**To do**
Pick out every line of the material below that contains the word "window" and copy each one in full. Matches must have the same uppercase and lowercase letters.

**Dataset records**

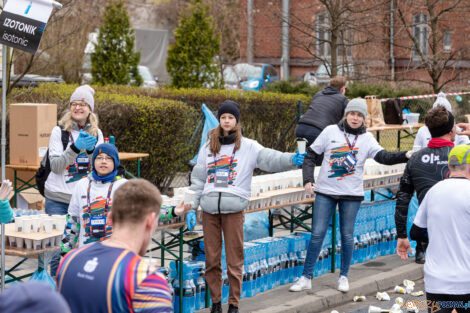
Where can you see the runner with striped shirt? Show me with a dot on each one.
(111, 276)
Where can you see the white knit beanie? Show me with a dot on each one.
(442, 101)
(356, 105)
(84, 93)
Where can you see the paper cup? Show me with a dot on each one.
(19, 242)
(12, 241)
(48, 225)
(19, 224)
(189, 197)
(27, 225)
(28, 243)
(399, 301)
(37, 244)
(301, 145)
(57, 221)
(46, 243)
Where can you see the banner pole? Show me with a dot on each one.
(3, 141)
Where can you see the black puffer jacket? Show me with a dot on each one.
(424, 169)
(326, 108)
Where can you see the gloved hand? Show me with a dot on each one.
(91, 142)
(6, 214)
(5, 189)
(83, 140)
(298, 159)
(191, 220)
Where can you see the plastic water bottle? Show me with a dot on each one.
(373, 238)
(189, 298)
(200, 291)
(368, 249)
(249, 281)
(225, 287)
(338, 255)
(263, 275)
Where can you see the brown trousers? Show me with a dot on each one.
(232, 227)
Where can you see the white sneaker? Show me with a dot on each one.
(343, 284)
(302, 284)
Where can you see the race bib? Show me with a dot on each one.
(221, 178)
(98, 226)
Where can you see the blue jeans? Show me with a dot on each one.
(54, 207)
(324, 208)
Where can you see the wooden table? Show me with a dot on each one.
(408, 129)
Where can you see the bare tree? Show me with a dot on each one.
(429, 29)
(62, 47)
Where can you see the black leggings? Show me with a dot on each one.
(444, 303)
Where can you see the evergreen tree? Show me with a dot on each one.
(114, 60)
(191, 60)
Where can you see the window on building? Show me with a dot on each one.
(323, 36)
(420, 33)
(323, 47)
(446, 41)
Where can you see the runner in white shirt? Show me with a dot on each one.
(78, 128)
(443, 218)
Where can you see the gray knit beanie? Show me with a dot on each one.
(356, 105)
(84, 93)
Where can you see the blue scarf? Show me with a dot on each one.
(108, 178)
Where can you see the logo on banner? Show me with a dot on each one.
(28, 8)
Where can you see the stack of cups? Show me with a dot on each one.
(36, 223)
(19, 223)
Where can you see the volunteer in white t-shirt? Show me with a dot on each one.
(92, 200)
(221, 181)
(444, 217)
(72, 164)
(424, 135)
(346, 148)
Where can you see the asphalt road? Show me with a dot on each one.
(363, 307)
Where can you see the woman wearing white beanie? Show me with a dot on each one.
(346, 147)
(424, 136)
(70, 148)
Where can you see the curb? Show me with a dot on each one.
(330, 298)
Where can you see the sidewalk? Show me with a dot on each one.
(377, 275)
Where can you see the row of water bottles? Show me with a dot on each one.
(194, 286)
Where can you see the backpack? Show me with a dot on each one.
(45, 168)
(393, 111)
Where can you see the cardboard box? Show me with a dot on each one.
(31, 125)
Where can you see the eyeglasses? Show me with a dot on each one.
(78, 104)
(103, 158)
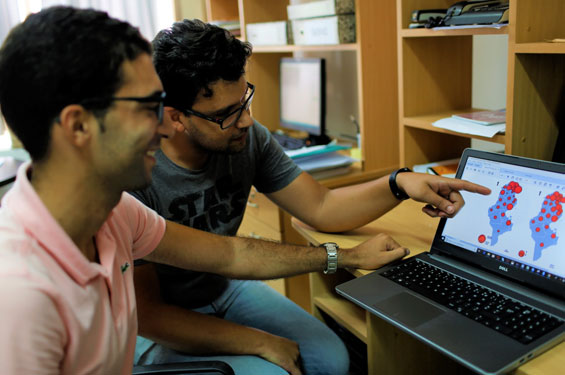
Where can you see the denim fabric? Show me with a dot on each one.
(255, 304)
* * *
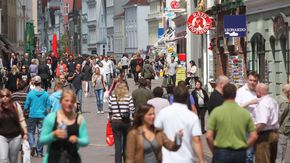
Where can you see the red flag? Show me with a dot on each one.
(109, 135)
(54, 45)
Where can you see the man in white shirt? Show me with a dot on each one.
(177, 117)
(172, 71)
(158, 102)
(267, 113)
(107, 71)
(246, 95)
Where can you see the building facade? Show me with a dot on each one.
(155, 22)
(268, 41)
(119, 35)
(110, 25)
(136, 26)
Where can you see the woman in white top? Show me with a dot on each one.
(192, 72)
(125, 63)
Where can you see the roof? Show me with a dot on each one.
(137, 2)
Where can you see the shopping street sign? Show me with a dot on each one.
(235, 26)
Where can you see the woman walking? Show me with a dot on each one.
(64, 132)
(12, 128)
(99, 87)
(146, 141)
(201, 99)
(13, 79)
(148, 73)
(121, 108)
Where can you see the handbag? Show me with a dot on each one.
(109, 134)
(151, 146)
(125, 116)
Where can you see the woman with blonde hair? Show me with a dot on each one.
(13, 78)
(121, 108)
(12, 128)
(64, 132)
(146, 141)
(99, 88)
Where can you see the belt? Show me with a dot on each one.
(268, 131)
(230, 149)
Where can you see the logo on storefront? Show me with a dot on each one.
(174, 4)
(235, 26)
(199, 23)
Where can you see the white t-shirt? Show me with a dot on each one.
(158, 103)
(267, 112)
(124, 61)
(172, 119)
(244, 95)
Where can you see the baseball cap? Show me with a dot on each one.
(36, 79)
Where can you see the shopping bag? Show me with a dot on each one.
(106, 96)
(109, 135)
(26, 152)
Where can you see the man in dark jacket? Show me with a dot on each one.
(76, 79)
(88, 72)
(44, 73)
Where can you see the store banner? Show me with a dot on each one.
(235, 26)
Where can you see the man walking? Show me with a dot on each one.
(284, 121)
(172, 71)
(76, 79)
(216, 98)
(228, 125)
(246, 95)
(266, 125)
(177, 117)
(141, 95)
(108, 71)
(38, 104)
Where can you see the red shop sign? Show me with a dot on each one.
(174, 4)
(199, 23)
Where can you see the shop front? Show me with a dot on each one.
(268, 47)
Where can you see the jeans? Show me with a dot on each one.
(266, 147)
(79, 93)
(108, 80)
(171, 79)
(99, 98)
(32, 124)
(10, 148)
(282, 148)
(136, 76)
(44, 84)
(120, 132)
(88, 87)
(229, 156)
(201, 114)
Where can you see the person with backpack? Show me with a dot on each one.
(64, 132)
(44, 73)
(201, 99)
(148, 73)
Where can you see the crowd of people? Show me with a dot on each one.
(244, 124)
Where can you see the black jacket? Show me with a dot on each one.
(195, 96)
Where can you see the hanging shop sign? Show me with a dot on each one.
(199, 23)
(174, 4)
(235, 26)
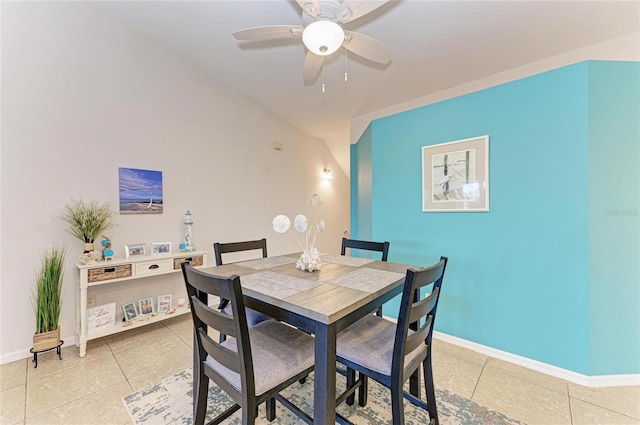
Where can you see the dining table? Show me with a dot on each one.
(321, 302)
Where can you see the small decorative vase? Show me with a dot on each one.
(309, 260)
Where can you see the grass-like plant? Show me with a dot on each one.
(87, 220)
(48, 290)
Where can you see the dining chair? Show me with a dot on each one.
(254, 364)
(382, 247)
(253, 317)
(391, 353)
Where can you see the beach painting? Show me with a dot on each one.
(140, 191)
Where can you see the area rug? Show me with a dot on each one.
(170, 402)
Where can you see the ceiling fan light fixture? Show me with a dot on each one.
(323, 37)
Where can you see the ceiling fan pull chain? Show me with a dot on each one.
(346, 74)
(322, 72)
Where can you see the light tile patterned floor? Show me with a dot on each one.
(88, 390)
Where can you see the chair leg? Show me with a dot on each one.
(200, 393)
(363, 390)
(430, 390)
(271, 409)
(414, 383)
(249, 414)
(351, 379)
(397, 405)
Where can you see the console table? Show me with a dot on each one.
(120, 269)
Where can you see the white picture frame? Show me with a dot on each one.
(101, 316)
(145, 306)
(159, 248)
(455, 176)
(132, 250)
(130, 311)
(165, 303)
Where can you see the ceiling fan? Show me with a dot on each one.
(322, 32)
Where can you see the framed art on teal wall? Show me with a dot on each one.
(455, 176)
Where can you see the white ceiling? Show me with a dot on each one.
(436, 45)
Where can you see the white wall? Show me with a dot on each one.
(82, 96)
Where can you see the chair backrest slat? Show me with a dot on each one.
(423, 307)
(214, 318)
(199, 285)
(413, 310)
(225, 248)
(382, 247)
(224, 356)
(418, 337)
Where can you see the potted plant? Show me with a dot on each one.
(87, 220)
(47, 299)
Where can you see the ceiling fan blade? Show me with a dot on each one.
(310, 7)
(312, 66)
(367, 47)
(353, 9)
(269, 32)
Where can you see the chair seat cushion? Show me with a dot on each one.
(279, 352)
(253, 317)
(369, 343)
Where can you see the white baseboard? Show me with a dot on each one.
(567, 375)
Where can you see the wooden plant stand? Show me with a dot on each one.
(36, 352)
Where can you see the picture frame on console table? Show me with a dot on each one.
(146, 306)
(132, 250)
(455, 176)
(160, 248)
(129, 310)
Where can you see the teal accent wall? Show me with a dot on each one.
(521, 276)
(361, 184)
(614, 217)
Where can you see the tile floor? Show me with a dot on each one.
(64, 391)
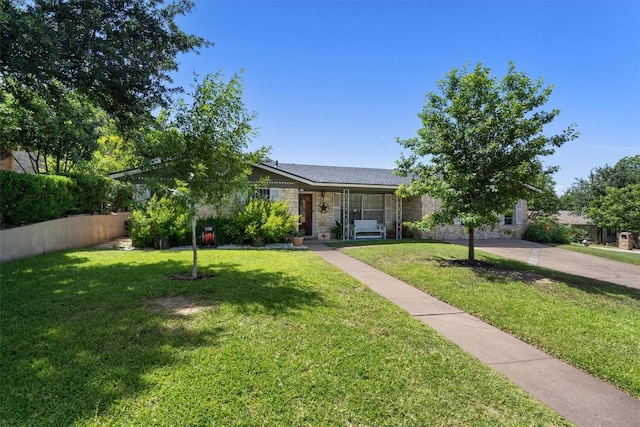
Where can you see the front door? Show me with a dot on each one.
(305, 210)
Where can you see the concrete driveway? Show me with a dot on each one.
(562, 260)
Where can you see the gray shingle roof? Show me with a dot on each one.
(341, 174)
* * *
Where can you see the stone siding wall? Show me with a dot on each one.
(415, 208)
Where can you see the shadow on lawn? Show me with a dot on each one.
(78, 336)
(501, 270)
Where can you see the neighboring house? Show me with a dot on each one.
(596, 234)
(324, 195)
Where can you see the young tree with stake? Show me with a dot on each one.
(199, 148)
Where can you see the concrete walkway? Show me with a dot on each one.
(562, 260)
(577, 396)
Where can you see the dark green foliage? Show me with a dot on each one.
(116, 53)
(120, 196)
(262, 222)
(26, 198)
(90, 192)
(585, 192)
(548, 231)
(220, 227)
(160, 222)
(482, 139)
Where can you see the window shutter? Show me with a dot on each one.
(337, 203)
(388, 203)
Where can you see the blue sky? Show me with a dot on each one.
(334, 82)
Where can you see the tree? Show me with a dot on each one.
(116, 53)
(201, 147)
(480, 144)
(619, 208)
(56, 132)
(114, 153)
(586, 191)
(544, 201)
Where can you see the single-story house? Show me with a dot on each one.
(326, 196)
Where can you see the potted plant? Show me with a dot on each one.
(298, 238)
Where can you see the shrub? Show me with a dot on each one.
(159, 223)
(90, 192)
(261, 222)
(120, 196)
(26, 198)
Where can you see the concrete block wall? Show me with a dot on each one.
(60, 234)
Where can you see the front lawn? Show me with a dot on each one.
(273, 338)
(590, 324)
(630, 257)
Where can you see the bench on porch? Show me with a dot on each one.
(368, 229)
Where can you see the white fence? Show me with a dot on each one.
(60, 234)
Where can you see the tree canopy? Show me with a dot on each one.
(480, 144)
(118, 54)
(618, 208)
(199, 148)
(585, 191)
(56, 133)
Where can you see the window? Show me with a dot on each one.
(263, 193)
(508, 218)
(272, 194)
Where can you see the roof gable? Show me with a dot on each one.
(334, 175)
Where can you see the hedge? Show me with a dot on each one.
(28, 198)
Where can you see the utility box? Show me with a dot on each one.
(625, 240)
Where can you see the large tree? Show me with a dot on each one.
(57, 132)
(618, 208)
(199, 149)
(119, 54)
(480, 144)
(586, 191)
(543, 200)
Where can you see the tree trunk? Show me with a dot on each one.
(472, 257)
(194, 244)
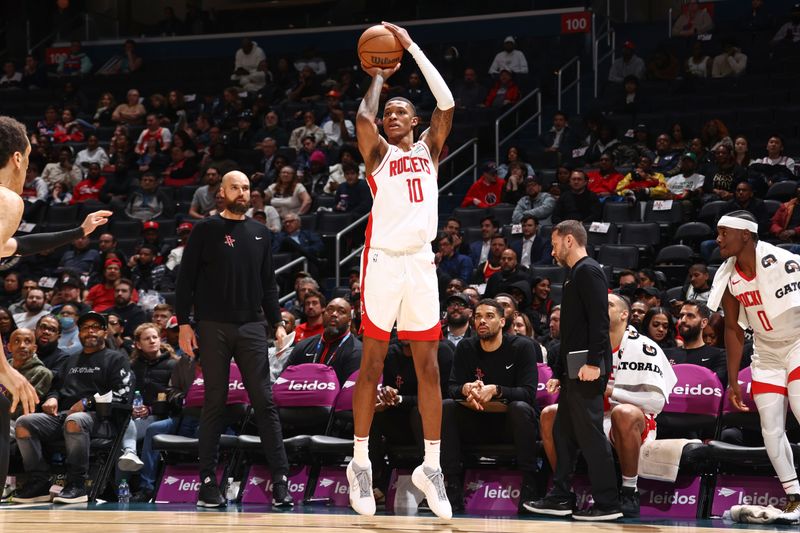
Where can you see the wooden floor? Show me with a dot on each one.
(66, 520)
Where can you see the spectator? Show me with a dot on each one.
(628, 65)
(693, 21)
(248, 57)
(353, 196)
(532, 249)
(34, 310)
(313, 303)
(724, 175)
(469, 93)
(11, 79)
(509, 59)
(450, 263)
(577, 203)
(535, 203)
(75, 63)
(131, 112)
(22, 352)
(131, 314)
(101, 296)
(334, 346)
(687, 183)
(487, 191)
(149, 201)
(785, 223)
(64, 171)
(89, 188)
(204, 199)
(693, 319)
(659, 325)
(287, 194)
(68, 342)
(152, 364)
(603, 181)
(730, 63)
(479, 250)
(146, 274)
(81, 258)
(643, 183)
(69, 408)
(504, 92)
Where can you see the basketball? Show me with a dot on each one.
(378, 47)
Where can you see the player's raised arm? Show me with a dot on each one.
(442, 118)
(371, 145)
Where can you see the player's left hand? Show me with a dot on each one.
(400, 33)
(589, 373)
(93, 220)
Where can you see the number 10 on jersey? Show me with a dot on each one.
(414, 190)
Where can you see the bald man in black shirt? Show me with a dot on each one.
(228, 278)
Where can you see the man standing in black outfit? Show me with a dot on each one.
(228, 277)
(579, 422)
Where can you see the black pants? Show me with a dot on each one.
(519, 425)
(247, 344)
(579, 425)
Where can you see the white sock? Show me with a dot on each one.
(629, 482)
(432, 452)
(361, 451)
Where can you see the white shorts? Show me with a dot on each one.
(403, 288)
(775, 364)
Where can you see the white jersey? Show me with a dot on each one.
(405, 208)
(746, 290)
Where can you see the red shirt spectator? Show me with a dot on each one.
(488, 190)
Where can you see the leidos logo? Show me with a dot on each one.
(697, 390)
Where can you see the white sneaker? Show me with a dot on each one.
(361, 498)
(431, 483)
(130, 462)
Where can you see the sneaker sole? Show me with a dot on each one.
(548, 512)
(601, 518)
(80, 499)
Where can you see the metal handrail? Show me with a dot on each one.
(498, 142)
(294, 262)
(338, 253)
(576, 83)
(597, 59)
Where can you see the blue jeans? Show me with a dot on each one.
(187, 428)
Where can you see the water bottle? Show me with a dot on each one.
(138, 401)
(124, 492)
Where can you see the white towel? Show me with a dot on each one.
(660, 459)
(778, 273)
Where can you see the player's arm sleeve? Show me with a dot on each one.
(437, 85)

**Answer**
Where can you see the window on building? Show me with a dot on each one.
Where can you see the window shutter? Show me with a dot on each one.
Where can you see the window? Show me with a dot on each one.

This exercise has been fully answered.